━━━━━ Data supplied ━━━━━

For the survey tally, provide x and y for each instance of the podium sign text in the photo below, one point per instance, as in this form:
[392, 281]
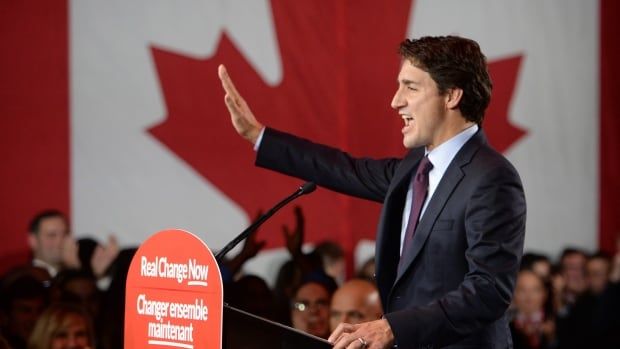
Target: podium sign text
[174, 294]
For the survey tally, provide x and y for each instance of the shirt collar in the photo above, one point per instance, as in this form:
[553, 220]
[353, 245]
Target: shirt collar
[443, 154]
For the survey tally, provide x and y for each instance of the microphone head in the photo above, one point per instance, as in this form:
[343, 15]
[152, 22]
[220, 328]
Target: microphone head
[307, 188]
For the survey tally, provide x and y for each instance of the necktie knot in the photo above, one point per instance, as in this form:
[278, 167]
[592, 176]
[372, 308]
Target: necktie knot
[423, 169]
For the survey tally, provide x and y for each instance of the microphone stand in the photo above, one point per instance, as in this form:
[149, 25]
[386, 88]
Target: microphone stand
[306, 188]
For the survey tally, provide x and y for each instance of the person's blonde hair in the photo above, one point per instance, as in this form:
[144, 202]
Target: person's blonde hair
[55, 318]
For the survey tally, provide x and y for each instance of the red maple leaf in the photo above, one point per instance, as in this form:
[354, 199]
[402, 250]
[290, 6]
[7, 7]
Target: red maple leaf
[339, 66]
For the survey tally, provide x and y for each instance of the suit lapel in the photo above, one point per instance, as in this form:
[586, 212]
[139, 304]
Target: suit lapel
[388, 234]
[451, 178]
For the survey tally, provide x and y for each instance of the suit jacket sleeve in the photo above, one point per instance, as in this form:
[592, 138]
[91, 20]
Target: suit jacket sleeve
[326, 166]
[495, 229]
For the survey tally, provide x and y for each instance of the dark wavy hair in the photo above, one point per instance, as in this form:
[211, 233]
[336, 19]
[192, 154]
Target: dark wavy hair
[453, 62]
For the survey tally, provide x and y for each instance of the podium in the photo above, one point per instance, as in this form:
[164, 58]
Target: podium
[243, 330]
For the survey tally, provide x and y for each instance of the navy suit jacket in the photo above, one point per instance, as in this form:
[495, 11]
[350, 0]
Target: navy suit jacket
[458, 282]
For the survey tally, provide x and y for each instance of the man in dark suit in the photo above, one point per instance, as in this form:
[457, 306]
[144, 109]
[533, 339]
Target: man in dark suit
[450, 236]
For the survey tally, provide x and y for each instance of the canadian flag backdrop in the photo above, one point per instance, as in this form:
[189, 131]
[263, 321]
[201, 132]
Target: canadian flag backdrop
[112, 111]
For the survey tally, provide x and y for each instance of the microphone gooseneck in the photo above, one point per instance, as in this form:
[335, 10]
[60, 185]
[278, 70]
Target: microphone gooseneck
[304, 189]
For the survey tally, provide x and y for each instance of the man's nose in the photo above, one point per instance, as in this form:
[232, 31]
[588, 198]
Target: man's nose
[397, 101]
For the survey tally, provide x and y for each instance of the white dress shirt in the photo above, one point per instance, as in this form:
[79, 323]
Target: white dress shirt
[440, 157]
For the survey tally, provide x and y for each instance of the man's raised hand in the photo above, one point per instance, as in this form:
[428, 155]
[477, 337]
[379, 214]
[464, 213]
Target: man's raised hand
[241, 116]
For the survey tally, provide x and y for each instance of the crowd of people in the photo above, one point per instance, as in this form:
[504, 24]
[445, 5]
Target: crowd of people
[56, 300]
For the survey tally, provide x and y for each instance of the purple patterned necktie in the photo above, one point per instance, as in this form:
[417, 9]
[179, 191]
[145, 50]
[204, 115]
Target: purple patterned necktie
[420, 189]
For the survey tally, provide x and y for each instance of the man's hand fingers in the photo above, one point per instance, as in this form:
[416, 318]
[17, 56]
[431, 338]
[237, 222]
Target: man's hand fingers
[227, 83]
[341, 329]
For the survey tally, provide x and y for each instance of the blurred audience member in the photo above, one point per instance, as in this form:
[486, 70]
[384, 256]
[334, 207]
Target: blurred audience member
[63, 326]
[367, 271]
[23, 299]
[310, 305]
[47, 233]
[3, 343]
[356, 301]
[573, 268]
[538, 263]
[598, 268]
[112, 319]
[78, 286]
[531, 326]
[251, 293]
[332, 258]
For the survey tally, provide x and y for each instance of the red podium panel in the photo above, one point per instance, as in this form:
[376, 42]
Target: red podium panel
[174, 294]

━━━━━

- [Work instructions]:
Print every line of the material exactly as written, but drop the pictures.

- [Task answer]:
For the survey tally, provide x and y for each instance of the podium sign text in the photo below, one point per instance, as in this form:
[392, 281]
Target: podium sign text
[174, 294]
For the survey tally, provide x and y for each instance of the shirt collar in the photo above, one point per instance, as in this form:
[553, 220]
[353, 245]
Target: shirt collar
[443, 154]
For the survey tally, provide x and y for each instance of the microphone head in the photo above, one point per instance, as in this form:
[343, 15]
[152, 22]
[220, 328]
Target: microphone head
[307, 188]
For the survey tally, provide x and y for each instance of the necktie knot in the photo above, one point per instance, as in this form:
[278, 167]
[592, 176]
[372, 308]
Target: necktie knot
[423, 169]
For the survey tally, provide x and y for each instance of the microphone stand in the photo above, one point per instance, as in this form:
[149, 25]
[386, 88]
Target: microphone stand
[306, 188]
For the survey tally, provide x and y for each instance of the person's blonde hair in the photo above, one point per instance, as in this form:
[144, 202]
Target: person's blonde hair
[55, 318]
For the survey tally, provide x and y for each instance of the red maple leaf in the photo above, one point per instance, as in this form:
[354, 199]
[402, 250]
[290, 6]
[7, 7]
Target: red maple leaf
[339, 66]
For the survey tally, provide x and y for each instance of the suit lapel in the photo above, one point per instance, as in this form:
[586, 212]
[139, 304]
Target: suit lapel
[388, 234]
[451, 178]
For the survey tally, provide x and y for each instance of the suit jacket sleeve in the photo above, one point per instance, as in this form:
[592, 138]
[91, 20]
Target: suit jacket sleeve
[326, 166]
[495, 229]
For the survey tally, provide x and y for each instance of the dark wavy hair in the photo above, one point per instance, as in this form:
[211, 233]
[336, 19]
[192, 154]
Target: dark wavy hair
[453, 62]
For the survey tally, provide x and y for each instance of the podium in the photo above, one point per instance, as in this form:
[164, 58]
Target: podium
[243, 330]
For the survey tally, provide x and y for each instance of the navy suit jacket in the photo above, one point per instance, as in this form:
[495, 11]
[350, 0]
Target: navy suit jacket
[458, 282]
For the survey tally, provide x and y for each instance of the man in dark suit in the photo above, one point per instance, as in this form:
[457, 306]
[144, 109]
[533, 339]
Target: man in dark suit
[450, 236]
For the survey tally, provide x and y for each instance of the canadian flag backdrop in the photo above, one point per instance, as in this form:
[189, 131]
[263, 321]
[201, 132]
Target: canadian flag backdrop
[112, 111]
For the survey tally, provide x and y for each instance of the microphone gooseneck in the photo above, one point per instance, as in this form:
[335, 10]
[60, 185]
[278, 70]
Target: microphone gooseneck
[304, 189]
For the survey tally, provide x and y for each instance of the man's nose in the photo above, one point per instance, as in this form:
[232, 31]
[588, 198]
Target: man's nose
[397, 101]
For the survey tally, provide x and y for each instance of the white dress shirt in the photo above, one point per instance, as in this form:
[79, 323]
Target: white dress shirt
[440, 157]
For the survey tally, provide x and y for each instance of the man's raised hand in the photo above, one point per instance, as in this form:
[428, 155]
[477, 337]
[379, 214]
[464, 213]
Target: man's raised hand
[241, 116]
For the survey tally, provide x and y for each instance of the crowd of people in the photo above, one point per instance, as in this form:
[504, 24]
[445, 5]
Target: crowd of people
[56, 300]
For the survey tally, provide x and y for each instance of the purple patterned necktie in the photo above, one point per instance, as in this form:
[417, 9]
[179, 191]
[145, 50]
[204, 115]
Target: purple patterned necktie
[420, 189]
For the survey tally, provide x and y for each instance of the man's hand fingers in the photo above, one point per instance, as in this form:
[416, 318]
[17, 56]
[431, 338]
[237, 222]
Target: man's hand fingers
[227, 83]
[341, 329]
For the survey tally, provide x and y for each instance of the blurred audience member in the photo above, one point per instance, as in this form:
[486, 70]
[384, 256]
[334, 207]
Target: blurred audience member
[63, 326]
[367, 271]
[23, 299]
[310, 305]
[47, 233]
[3, 343]
[356, 301]
[573, 268]
[538, 263]
[598, 268]
[112, 319]
[78, 286]
[531, 326]
[251, 293]
[332, 258]
For the survey tally, provide x and y for each instance of the red podium panel in the photo above, one point per instance, as in this form:
[376, 42]
Target: red podium panel
[174, 294]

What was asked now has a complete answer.